DOCUMENT PASSAGE:
****

A new study finds that the data NOAA publishes lacks transparency that would allow the sources of the data to be verified. The cost figures are not adjusted for changes in wealth over time, which produces misleading results, and the agency is incorrectly attributing the trends to changes in climate.

Published: January 9, 2024 11:00pm

The National Oceanic and Atmospheric Administration (NOAA) Tuesday released its final tally for 2023 of disasters exceeding $1 billion in damages. According to NOAA, there were 28 such disasters in 2023, which set the highest record since 1980 when the agency began keeping track of the figure.

The numbers receive a lot of media attention every year, and reporters present the numbers as evidence that extreme weather events are becoming more destructive as a result of climate change.

Scientific integrity

However, a new study finds that NOAA’s methodology is lacking in scientific integrity and goes against the agency’s own standards. The study also explains that the trend in billion-dollar disasters is attributed to trends in climate, which is not a proper use of disaster loss figures.

The study’s author, Dr. Roger Pielke Jr., professor of environmental studies at the University of Colorado at Boulder, has done extensive research over nearly three decades into the trends of disaster costs over time, which show the trends are actually declining.

****

EXTRACTED MATERIAL:
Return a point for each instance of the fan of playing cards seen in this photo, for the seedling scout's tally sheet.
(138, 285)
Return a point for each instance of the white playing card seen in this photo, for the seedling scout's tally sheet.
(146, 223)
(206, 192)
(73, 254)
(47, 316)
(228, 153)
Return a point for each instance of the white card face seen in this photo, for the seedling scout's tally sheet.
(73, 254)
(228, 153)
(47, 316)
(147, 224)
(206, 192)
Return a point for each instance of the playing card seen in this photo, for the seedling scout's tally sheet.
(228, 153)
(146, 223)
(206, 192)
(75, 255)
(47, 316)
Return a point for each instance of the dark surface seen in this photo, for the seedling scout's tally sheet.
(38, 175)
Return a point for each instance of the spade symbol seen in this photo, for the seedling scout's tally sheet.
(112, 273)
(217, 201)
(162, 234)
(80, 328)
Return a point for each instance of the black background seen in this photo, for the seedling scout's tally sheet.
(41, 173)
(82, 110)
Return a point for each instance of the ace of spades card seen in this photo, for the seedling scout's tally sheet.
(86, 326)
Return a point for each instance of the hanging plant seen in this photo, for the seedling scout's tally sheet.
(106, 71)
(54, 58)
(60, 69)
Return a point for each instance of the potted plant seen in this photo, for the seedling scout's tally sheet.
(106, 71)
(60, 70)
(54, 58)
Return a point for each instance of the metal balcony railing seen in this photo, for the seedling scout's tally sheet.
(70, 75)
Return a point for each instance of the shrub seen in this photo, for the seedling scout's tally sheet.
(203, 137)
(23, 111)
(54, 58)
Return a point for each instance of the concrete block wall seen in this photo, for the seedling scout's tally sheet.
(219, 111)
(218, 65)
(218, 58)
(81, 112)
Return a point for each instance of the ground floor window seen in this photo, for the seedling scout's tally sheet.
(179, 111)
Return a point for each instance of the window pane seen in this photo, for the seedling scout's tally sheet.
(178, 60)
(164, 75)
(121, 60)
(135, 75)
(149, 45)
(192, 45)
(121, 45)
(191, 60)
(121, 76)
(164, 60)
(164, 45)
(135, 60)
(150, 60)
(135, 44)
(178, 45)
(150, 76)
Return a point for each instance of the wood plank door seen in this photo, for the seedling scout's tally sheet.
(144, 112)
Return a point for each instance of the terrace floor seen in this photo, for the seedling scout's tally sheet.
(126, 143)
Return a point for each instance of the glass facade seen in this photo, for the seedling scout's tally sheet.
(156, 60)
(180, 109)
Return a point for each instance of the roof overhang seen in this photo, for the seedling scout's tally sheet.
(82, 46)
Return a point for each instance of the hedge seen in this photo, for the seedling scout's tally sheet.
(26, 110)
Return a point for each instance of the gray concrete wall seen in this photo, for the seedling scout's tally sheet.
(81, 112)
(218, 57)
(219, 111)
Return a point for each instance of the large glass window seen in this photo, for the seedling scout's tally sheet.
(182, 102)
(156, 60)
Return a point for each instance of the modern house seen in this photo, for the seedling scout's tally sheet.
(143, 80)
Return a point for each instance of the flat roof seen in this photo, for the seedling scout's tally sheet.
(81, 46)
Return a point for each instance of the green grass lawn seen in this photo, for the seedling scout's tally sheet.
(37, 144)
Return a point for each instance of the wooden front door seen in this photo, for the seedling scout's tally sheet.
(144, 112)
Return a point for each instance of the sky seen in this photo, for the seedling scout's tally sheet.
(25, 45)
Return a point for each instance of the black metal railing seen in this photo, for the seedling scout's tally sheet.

****

TASK SET:
**a)** Which lines of the rows contain the string "window"? Show each one in full, counting only matches with the same capitalization.
**b)** Extend the article on NOAA's billion-dollar disaster count by writing what comes after its final sentence.

WRITTEN RESPONSES:
**a)**
Return a point for each instance of the ground floor window seen in this photo, for the seedling scout's tally sheet.
Return a point for each instance of the window pane seen in this photo, for the seedling scout's tally sheet.
Return a point for each instance of the large glass window seen in this photo, for the seedling scout's tally sheet.

**b)**
Pielke’s research normalizes the disaster costs, which means he adjusts for differences in wealth over time. Pielke explains why this is important in an article on his “The Honest Broker” Substack. If a category 3 hurricane hit Miami Beach in 1926, it would impact far less development than a storm of equal intensity hitting the beach today. Without controlling for these differences, Pielke writes, it’s impossible to reliably determine trends.

In a preprint released last week, Pielke evaluates the methods NOAA uses to calculate billion-dollar disasters. He finds that the data NOAA publishes lacks transparency that would allow the sources of the data to be verified. This doesn’t follow the agency’s own guidelines for scientific integrity, the study notes. Likewise, the cost figures are not normalized, which produces misleading results. The agency is also, according to the study, incorrectly attributing the trends to changes in climate over time.

“Reporters on the climate beat will uncritically parrot and amplify NOAA’s claims, and before long, the dataset will find itself cited in the peer-reviewed literature,” Pielke wrote in an announcement on the paper.

An agency spokesperson told Just The News that the "billion-dollar disaster" product is based on two decades of research and close collaboration with public- and private-sector partners.

"The methodologies of the Billion Dollar Weather and Climate Disasters product are laid out in Smith and Katz, 2013, a peer-reviewed publication, and follow NOAA’s Information Quality and Scientific Integrity Policies," the spokesperson said.

Uncertainty and risk

Pielke explains in the paper, which has not yet been peer reviewed, that the intent is not to generate doubt in addressing climate change.

“The point here is not to call into question the reality or importance of human-caused climate change – it is real, and it is important,” Pielke writes.

Pielke told Just The News that study of the human influence on the climate system is about future risks and not about certainties.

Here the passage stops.